*GIVEN INSTRUCTION*: Render every line of the records below as a JSON list of strings, with one string per line and blank lines omitted. Leave the pictures out of the list.

*DATA ROWS*:
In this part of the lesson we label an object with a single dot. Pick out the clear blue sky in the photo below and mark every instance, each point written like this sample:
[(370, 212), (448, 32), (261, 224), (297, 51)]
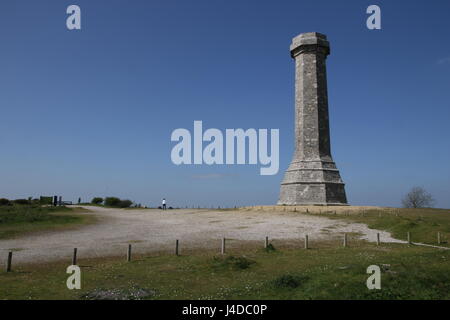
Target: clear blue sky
[(90, 113)]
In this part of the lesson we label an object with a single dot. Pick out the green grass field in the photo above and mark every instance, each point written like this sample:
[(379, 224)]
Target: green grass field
[(16, 220), (423, 224), (409, 272)]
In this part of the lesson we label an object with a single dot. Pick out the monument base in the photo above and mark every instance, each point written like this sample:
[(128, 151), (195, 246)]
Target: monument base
[(316, 182)]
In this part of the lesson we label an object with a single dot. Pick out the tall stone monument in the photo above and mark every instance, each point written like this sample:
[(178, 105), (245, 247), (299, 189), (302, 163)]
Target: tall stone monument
[(312, 177)]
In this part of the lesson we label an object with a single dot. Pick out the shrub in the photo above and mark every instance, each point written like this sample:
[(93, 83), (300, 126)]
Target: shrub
[(125, 203), (112, 201), (117, 203), (288, 281), (231, 262), (21, 201), (97, 200), (4, 202)]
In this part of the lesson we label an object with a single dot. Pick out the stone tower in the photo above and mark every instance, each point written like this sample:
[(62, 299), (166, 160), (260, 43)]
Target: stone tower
[(312, 177)]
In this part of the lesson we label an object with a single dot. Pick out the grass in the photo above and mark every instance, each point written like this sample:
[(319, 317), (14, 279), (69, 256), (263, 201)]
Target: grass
[(423, 224), (16, 220), (409, 272)]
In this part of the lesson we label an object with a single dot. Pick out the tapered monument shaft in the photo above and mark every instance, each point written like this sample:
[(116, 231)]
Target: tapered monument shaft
[(312, 177)]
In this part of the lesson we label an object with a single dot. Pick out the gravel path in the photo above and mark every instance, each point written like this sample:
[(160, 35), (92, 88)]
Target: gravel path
[(154, 230)]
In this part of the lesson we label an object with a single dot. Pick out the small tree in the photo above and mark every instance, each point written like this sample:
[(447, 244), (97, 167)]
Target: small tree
[(112, 201), (125, 203), (96, 200), (418, 197)]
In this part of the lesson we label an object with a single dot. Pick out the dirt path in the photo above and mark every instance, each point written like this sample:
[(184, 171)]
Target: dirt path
[(151, 230)]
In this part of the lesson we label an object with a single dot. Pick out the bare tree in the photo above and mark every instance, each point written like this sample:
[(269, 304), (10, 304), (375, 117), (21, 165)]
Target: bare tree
[(418, 197)]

*WRITTEN SOLUTION*:
[
  "In this part of the lesson we label an object with a single dot. Pick out the clear blue sky in the photo below and mark every instance, each point written like this sample:",
  "[(370, 212), (448, 32), (261, 224), (297, 51)]",
  "Target: clear blue sky",
  "[(90, 113)]",
  "In this part of the lesson we label an object with a single dot. Pick out the green grass field in the photo above and mark every instance, each point written like this sample:",
  "[(379, 224)]",
  "Target: green grass field",
  "[(16, 220), (423, 224), (409, 272)]",
  "In this part of the lesson we label an object with a single dot. Pick out the monument base in the photo above and mark every instance, each point written like this sample:",
  "[(128, 151), (195, 246)]",
  "Target: monument base",
  "[(316, 182)]",
  "In this part of the lesson we label an object with a single dot. Pick out the tall stone monument in the photo above and mark every instance, each point written like this sample:",
  "[(178, 105), (245, 247), (299, 189), (302, 163)]",
  "Target: tall stone monument",
  "[(312, 177)]",
  "In this part of the lesson we label an object with a single dot. Pick out the shrub in the photo above and mark every instance, each point written like this sample:",
  "[(93, 83), (300, 126)]",
  "Target: shrub",
  "[(125, 203), (112, 201), (117, 203), (288, 281), (231, 262), (21, 201), (97, 200), (4, 202)]",
  "In this part of the lesson we label an object with a single dot. Pick out the stone tower in the photo above and mark every instance, each point written like this sample:",
  "[(62, 299), (166, 160), (260, 43)]",
  "Target: stone tower",
  "[(312, 177)]",
  "In this part of the lesson we label an object with a single dot. Pick out the grass in the photo above and mark every instance, each point written like this sample:",
  "[(319, 317), (14, 279), (69, 256), (263, 201)]",
  "Target: grass",
  "[(423, 224), (16, 220), (409, 272)]",
  "In this part of the lesson we label an object with a single dot. Pick out the tapered monument shaft in the photo above and mark every instance, each point written like this sample:",
  "[(116, 231)]",
  "Target: tapered monument shaft",
  "[(312, 177)]",
  "In this part of the lesson we label an object with a single dot. Pick out the gravel path in the photo above and mark every instance, each point written like this sample:",
  "[(160, 35), (92, 88)]",
  "Target: gravel path",
  "[(154, 230)]",
  "In this part of the lesson we label an object with a single dot. Pick out the small tree in the photo above and mark every instance, each point written like this sample:",
  "[(447, 244), (97, 167)]",
  "Target: small tree",
  "[(112, 201), (125, 203), (96, 200), (418, 197)]",
  "In this part of the lesson we label an object with a single dot. Pick out the dirt path in the photo above and mark every instance, each point written like this sample:",
  "[(184, 171)]",
  "Target: dirt path",
  "[(151, 230)]",
  "In this part of the lesson we label an object with a single dot. Pick out the bare tree in the photo above and mark every instance, each point written like this sample:",
  "[(269, 304), (10, 304), (375, 117), (21, 165)]",
  "Target: bare tree",
  "[(418, 197)]"
]